Dataset content:
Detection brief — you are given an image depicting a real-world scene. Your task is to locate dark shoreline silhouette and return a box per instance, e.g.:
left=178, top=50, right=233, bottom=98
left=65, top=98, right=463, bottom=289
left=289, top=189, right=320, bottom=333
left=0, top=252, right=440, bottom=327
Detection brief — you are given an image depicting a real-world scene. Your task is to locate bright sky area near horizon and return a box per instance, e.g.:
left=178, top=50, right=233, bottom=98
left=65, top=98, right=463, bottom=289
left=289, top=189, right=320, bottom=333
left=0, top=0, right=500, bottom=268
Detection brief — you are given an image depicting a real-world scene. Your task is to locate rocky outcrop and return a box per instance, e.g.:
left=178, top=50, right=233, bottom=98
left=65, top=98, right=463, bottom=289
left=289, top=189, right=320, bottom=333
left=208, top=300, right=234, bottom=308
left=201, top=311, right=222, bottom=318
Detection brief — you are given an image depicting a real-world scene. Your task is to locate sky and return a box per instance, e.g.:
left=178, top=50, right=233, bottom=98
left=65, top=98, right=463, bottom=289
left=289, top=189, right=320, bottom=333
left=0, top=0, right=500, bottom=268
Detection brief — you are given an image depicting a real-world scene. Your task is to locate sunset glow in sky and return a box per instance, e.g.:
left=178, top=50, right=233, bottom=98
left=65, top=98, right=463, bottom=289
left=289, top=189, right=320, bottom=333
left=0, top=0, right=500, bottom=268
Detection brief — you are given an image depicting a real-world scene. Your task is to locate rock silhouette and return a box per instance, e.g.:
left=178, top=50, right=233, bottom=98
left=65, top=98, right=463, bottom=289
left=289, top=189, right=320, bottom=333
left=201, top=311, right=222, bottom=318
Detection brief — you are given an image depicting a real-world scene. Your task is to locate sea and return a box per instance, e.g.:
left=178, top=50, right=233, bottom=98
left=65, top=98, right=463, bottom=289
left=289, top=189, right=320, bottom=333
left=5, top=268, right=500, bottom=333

Exercise task: Which lines above contain the word "image"? Report each such line in full.

The output:
Detection brief — you are given an image depicting a real-world scene. Your task is to locate dark shoreline silhouette and return a box per instance, e.g.:
Detection brief — you are given an image depicting a real-world scene. Your task is to locate bright sky area near horizon and return a box per instance, e.g.:
Detection brief — you are given an image depicting a real-world scene. Your task is to locate rocky outcrop and return a box per instance, e.g.:
Detection brief — you are given an image depicting a real-world scene. Your task is to locate sky and return a box per instance, e.g.:
Detection brief — you are given an image depicting a real-world scene. Your task is to locate sunset glow in sky and return a box per instance, e.g.:
Detection brief — you are given an image depicting a real-world scene. Your task is to locate rock silhouette and return a box per instance, e.g.:
Detection brief — you are given an image depicting a real-world scene. Your task is to locate sea and return a box per instance, e.g.:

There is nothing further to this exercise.